Excerto de texto:
Descalças é uma organização cultural sem fins lucrativos, com sede em S. Vicente Ferreira e responsável pela Casa Descalça, em Ponta Delgada. Trabalha no âmbito da cultura e das artes e complementa profissionalmente o papel do Estado ao facultar o acesso à cultura a um infindável número de pessoas e num sem número de atividades e locais. Criar espetáculos, oficinas de formação artística, edições culturais, programar um espaço de cultura alternativa nos Açores, apresentar-se na região, no continente, no estrangeiro são apenas alguns dados sobre a dinâmica desta organização.
Por tudo isto e pelo tanto que fica por dizer, entendeu sempre que devia propor ao organismo governativo com responsabilidades em matéria de cultura criar com este parcerias que comprovassem o reconhecimento da importância da existência de estruturas não governamentais que ajudam ou suprem imperativos e obrigações do Estado.
E agora passo a falar no discurso direto... porque eu sou uma das pessoas que trabalha nesta organização colectiva e que sinto, diariamente, a lesão que é trabalhar com determinados desgovernos...
Andamos, desde 2006, a apresentar candidaturas aos “planos de apoio a atividades de relevante interesse cultural para a região”, em todas as fases (2 candidaturas por ano).
Uma vez dissemos: “Queremos apresentar uma proposta de Protocolo de Cooperação Financeira, queremos que a nossa atividade seja entendida como um trabalho profissional, estruturante a curto, médio e longo prazo, para a dinâmica cultural da região”. Responderam-nos que: “os protocolos têm que partir de uma vontade do Sr. Diretor Regional da Cultura, ao detectar que a DRAC não possui os meios para a execução de determinados projetos”...
Em 4 anos, reunimos pessoalmente com o sub-diretor regional da cultura (Carlos Martins, em representação do diretor Vasco Pereira da Costa), com a diretora regional da cultura Gabriela Canavilhas, com o diretor regional da cultura Jorge Bruno. (eu acho que isto também ajuda a explicar o desgoverno...). Em todas as reuniões, apresentamos o trabalho desta estrutura profissional que não se cinge, não quer e nem pode, à realização de um só projeto anual. Em todas as reuniões ficou claro que Descalças cooperativa cultural, pelo volume do seu trabalho e pela capacidade reconhecida não é uma estrutura comparável a muitas outras na região e que por isso mereceria um tratamento diferenciado.

Objetivos:
A. No texto sobre a Descalças, reproduza a parte que começa nas palavras que contêm "E agora passo" e termina em "com determinados desgovernos...", substituindo "organização colectiva" por "estrutura coletiva".
B. Enumere todas as pessoas identificadas pelo nome no texto sobre a Descalças.
C. Segundo o texto sobre a Descalças, desde que ano a organização apresenta candidaturas aos planos de apoio a atividades de relevante interesse cultural para a região?

Registos de indicação de objetos nomeados:
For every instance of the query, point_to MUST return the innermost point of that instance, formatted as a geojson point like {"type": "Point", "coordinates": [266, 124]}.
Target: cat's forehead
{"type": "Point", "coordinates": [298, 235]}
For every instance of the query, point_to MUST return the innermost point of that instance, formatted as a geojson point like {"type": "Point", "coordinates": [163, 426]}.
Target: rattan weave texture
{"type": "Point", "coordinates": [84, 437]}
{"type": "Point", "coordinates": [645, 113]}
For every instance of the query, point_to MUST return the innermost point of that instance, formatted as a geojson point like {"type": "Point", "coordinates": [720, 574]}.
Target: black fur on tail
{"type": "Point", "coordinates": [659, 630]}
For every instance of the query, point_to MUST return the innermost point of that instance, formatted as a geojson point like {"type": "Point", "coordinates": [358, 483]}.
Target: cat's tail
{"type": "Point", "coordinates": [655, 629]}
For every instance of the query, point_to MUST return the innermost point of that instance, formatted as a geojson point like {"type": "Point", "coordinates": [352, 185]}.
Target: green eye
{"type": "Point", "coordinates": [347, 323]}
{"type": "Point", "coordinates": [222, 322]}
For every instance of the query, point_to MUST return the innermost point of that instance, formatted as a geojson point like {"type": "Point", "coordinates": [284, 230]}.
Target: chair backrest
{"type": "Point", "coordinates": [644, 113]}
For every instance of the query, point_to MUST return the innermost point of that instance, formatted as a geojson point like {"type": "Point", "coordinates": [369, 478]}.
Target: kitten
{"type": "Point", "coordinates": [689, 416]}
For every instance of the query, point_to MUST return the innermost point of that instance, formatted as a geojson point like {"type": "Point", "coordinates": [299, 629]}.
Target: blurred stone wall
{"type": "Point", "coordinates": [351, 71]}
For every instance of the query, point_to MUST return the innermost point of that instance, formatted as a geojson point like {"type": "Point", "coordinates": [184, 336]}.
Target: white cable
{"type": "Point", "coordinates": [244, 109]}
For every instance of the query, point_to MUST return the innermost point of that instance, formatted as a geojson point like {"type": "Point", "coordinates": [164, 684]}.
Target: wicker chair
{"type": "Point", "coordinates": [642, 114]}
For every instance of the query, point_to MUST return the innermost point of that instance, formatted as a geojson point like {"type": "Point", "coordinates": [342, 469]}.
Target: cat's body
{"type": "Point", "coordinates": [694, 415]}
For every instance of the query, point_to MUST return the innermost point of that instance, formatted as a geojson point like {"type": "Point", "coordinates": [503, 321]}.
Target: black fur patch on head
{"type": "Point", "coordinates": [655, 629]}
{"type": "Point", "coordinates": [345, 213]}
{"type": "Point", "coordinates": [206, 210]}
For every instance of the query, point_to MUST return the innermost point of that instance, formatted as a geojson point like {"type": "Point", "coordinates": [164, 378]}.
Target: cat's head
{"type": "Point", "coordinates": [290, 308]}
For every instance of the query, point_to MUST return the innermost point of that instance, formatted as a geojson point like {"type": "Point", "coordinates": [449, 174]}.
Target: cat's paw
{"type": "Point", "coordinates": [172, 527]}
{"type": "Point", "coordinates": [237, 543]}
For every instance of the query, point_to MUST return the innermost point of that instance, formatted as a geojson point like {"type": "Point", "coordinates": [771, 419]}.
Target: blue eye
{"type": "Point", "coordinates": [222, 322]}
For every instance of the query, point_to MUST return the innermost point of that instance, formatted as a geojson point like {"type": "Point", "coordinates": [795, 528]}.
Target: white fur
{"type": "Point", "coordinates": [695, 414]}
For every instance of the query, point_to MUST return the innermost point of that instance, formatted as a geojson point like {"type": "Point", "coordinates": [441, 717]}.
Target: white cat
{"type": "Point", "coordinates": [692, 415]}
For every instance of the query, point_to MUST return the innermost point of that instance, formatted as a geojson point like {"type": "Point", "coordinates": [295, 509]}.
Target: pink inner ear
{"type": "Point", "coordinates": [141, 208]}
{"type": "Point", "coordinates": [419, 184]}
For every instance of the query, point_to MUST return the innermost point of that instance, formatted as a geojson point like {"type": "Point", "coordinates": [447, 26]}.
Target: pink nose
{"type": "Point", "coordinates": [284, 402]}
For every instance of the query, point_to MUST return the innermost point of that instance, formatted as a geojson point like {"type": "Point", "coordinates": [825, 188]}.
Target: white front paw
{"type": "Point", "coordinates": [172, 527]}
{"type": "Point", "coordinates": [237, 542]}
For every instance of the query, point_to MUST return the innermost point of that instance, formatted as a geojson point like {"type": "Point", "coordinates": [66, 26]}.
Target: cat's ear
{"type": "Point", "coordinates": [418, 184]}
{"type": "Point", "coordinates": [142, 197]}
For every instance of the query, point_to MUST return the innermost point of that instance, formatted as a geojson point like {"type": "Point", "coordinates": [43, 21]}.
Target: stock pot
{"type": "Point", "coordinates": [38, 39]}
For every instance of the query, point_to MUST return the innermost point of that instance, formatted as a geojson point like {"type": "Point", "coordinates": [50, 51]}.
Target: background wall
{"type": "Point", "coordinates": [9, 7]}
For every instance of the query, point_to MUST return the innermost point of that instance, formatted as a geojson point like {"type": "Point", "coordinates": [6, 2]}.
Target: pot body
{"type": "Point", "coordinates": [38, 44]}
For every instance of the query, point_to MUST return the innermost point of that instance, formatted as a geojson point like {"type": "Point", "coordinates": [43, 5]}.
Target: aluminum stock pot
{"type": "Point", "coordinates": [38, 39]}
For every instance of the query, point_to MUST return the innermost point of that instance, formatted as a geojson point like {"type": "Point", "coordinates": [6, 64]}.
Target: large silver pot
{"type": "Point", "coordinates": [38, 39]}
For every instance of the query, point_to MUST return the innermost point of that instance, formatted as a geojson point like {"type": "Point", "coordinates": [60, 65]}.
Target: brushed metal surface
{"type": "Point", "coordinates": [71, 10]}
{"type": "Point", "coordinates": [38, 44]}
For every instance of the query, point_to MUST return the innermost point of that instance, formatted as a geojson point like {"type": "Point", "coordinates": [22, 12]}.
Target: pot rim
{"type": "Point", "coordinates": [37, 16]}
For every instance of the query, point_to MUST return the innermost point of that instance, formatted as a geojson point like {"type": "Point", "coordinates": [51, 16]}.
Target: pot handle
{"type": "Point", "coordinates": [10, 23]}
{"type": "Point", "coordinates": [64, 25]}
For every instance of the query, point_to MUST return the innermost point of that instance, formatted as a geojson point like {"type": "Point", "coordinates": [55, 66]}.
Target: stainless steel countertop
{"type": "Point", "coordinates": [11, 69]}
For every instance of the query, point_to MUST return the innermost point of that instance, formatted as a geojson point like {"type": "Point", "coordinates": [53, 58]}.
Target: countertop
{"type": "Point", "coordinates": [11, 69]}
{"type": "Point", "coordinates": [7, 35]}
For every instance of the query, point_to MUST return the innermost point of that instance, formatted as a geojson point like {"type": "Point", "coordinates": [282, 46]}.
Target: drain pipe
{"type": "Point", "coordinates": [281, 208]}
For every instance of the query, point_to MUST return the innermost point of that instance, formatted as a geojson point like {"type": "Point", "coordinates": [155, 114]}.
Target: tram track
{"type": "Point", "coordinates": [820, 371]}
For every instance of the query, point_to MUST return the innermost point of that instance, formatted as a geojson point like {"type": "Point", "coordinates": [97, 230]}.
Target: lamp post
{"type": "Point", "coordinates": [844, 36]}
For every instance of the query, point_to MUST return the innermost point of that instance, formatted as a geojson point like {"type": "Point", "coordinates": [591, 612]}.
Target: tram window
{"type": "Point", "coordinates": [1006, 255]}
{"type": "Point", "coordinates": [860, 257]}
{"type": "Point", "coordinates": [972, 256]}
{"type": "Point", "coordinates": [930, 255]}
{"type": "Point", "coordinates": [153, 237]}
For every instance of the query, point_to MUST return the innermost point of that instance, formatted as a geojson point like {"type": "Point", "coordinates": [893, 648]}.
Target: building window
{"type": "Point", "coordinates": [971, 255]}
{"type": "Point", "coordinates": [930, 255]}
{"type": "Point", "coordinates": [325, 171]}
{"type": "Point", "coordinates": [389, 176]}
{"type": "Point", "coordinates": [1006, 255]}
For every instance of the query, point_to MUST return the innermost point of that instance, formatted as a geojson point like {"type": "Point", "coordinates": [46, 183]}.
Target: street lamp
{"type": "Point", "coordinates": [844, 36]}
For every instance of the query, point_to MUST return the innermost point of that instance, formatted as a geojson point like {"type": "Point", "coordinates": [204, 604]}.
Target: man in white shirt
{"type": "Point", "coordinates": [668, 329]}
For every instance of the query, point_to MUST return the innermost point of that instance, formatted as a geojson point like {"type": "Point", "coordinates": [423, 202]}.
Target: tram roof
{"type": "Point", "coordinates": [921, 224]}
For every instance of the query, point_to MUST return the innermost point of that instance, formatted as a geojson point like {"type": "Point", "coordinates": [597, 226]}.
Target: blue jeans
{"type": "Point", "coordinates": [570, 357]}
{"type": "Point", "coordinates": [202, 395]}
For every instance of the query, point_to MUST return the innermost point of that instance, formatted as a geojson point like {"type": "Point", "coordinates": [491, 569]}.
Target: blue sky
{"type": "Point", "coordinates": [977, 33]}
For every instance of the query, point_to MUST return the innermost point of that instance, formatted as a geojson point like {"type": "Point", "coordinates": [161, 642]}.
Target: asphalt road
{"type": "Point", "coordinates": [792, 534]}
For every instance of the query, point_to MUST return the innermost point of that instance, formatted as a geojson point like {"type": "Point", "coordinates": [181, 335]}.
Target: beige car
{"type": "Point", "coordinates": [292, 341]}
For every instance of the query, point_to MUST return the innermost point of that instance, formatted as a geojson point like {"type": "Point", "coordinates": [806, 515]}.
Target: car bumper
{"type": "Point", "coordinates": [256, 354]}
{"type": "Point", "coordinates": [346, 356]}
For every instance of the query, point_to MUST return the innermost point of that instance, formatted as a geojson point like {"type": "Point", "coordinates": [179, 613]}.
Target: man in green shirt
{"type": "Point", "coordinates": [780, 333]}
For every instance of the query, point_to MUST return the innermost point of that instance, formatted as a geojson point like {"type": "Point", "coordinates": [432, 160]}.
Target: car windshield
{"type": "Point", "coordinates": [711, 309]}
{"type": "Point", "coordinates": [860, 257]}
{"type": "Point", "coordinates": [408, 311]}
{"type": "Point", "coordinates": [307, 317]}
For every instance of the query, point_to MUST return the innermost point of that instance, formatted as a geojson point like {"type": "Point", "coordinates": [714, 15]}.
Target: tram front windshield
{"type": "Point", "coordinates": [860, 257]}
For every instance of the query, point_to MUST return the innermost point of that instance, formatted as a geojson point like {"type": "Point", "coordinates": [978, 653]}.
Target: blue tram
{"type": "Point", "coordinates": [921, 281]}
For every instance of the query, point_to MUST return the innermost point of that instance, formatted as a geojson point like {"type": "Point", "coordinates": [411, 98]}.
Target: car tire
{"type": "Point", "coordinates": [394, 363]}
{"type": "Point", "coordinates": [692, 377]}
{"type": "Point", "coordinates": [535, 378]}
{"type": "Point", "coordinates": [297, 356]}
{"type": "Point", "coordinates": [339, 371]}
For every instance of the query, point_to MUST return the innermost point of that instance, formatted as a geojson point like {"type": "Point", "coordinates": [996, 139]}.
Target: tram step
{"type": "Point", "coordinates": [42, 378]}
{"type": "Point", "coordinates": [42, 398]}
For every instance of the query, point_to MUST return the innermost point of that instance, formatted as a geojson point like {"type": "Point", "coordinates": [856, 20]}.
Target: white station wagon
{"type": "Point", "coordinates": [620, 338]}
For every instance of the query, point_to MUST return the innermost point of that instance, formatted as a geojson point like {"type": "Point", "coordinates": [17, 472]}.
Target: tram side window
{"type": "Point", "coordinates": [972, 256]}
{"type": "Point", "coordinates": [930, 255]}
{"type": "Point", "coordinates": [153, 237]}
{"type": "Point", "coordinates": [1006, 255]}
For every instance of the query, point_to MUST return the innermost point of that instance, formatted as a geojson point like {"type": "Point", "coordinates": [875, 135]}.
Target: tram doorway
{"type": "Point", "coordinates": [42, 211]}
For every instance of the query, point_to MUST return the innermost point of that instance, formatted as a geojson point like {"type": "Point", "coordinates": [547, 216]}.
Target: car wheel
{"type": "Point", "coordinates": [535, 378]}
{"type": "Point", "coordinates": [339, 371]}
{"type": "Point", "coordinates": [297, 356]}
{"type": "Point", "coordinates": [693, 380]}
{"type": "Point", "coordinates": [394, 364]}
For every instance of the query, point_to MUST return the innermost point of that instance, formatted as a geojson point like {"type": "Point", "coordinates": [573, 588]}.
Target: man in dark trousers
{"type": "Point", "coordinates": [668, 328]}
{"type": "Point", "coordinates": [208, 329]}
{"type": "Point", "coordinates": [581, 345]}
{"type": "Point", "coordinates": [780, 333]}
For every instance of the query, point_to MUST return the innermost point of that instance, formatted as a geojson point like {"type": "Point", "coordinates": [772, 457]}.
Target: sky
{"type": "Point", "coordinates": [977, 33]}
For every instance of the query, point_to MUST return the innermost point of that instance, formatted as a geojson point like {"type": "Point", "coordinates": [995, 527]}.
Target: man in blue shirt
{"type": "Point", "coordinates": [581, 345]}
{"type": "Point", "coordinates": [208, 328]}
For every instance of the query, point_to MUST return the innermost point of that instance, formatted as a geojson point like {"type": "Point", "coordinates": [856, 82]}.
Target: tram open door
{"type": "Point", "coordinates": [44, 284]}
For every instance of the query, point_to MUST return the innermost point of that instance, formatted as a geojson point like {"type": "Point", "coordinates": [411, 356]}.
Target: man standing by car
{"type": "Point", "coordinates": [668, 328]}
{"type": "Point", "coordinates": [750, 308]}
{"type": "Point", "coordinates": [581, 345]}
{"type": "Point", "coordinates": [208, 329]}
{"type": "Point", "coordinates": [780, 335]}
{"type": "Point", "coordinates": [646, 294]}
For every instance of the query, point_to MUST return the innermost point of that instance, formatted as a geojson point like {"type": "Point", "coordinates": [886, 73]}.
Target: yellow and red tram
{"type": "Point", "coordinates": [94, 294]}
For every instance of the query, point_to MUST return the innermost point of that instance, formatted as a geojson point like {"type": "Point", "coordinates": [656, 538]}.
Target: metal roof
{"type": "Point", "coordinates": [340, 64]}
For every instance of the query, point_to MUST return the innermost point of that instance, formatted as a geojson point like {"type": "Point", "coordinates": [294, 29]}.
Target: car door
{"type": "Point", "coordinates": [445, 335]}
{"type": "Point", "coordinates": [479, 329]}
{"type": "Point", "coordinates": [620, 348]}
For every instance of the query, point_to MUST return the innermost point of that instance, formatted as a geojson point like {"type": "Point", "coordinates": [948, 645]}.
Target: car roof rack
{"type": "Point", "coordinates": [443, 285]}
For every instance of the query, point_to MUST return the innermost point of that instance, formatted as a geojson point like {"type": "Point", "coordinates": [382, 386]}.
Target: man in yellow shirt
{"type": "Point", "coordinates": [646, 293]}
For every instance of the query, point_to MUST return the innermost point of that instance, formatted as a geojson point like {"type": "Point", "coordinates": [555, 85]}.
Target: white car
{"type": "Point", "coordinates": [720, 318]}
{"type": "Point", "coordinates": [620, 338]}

Respostas por tarefa:
A.
E agora passo a falar no discurso direto... porque eu sou uma das pessoas que trabalha nesta estrutura coletiva e que sinto, diariamente, a lesão que é trabalhar com determinados desgovernos...

B. Carlos Martins; Vasco Pereira da Costa; Gabriela Canavilhas; Jorge Bruno

C. Desde 2006.